*Work to do*
Pull out each line of the listing below that contains the word "apiece". Case counts.

*Task inputs*

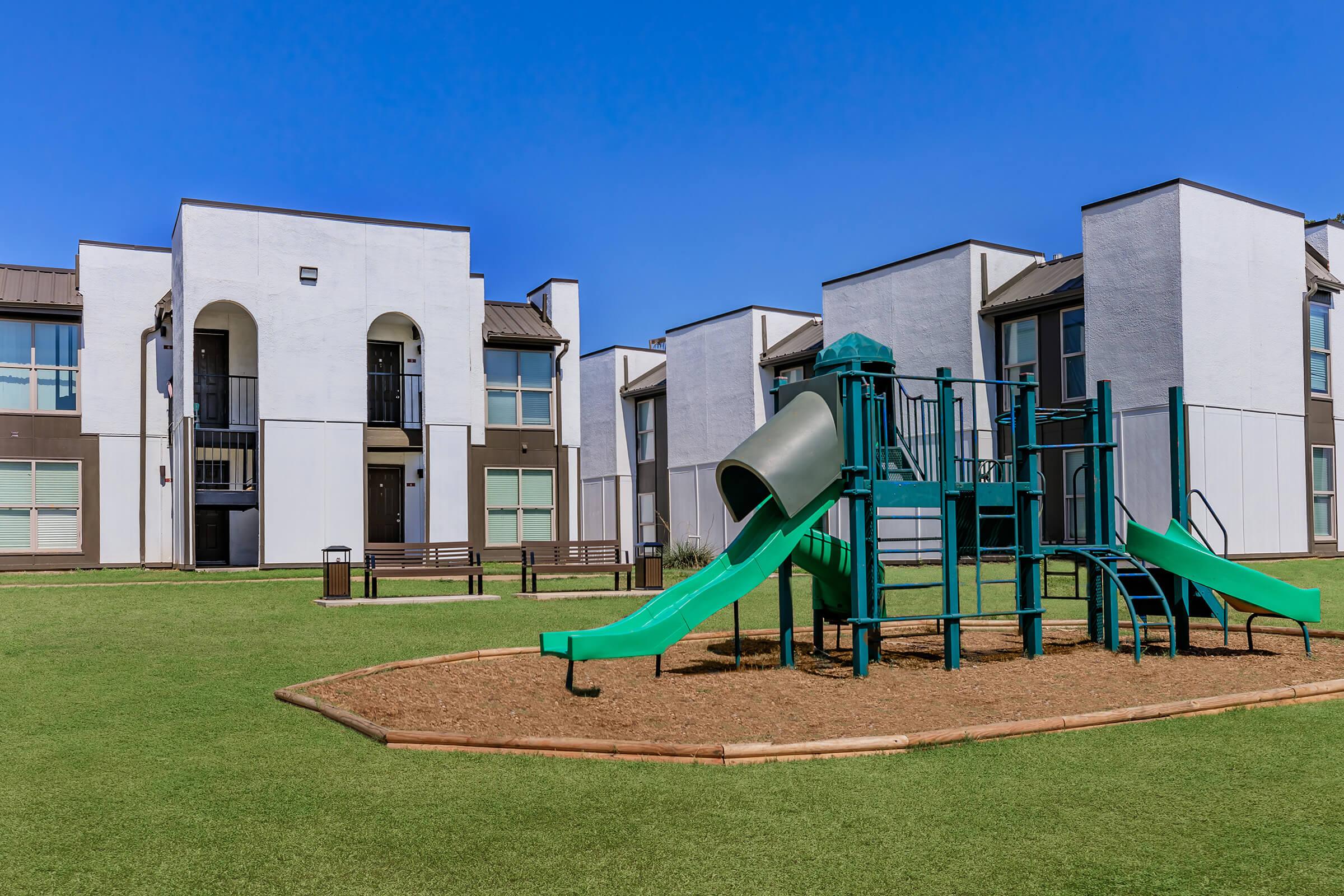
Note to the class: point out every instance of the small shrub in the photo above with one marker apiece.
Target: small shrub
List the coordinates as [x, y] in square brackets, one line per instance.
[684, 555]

---

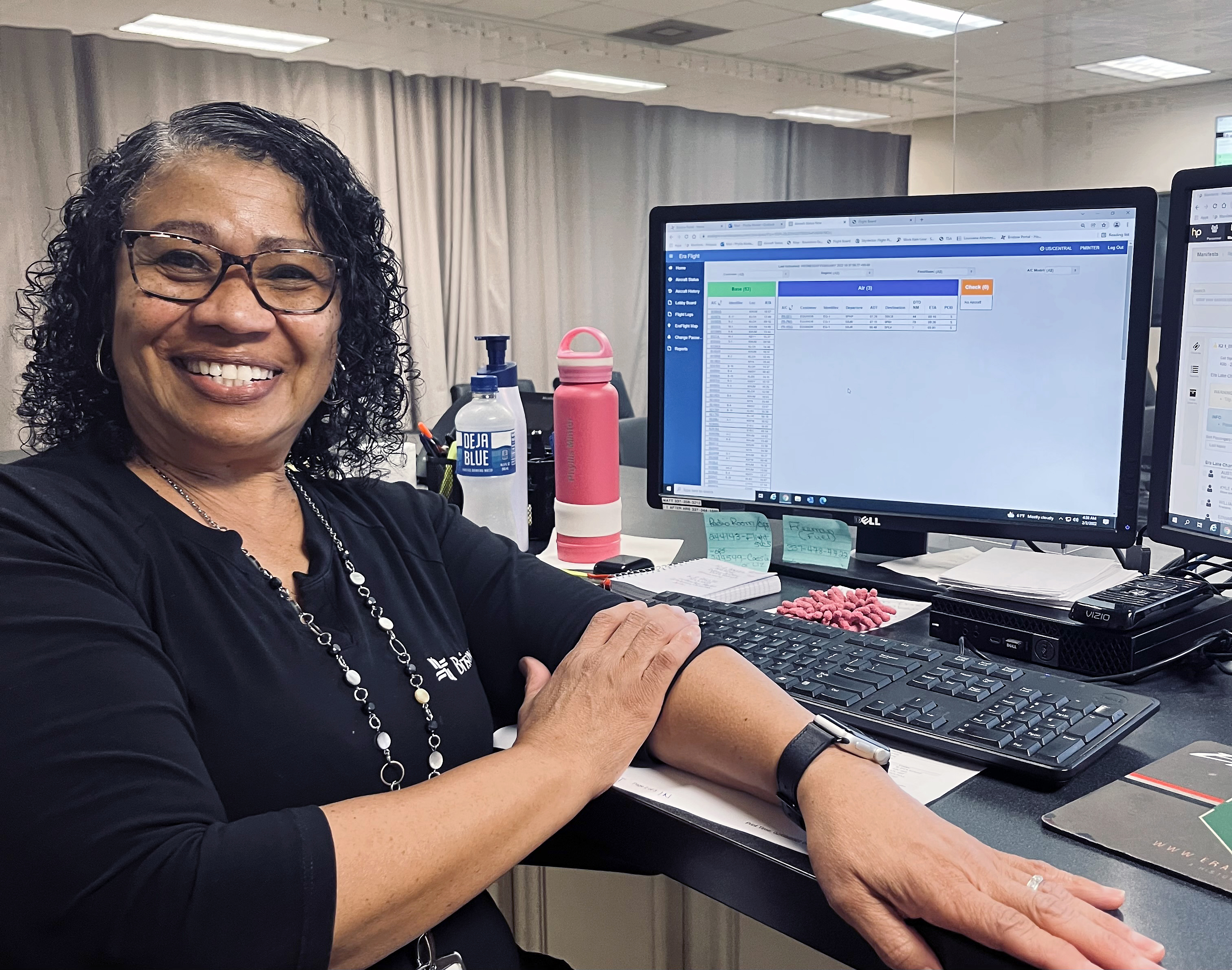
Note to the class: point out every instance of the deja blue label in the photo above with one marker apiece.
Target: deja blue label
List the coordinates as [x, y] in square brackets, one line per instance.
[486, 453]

*Solution to this exercise*
Note to the class: point out every instance of the small shrub in the photo above with one marker apiece.
Note to the class: point out every instance of the deja blue label in the photo above with one marker apiece.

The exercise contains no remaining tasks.